◆ Talimatınız: Aşağıdaki Ergenekon soruşturmasıyla ilgili metne göre, soruşturmayı milli bir ihanet sayanlar Ergenekon adını nasıl niteliyor?

◆ Metin:
· · · · · · ·

Ergenekon'dan çıktım yola, Nirvana yakın mı?
Ergenekon'a yönelik soruşturmayı 'milli bir ihanet' sayanlar şu dezenformasyonu yapıyor: "Bakın, operasyonun adını Ergenekon koymuşlar; Türkleri ferahlatan ve yeni bir yurdun imkânlarını sunan böylesi kutlu bir ismi, yıkıcı ve bozguncu olduğunu iddia ettikleri bir örgütün deşifre edilmesini sağlayacak operasyona veriyorlar."

· · · · · · ·

◆ Sağlanan Malzeme:
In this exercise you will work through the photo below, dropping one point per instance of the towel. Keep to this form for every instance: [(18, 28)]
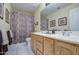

· · · · · · ·

◆ Tam Çözüm: Türkleri ferahlatan ve yeni bir yurdun imkânlarını sunan kutlu bir isim olarak niteliyorlar.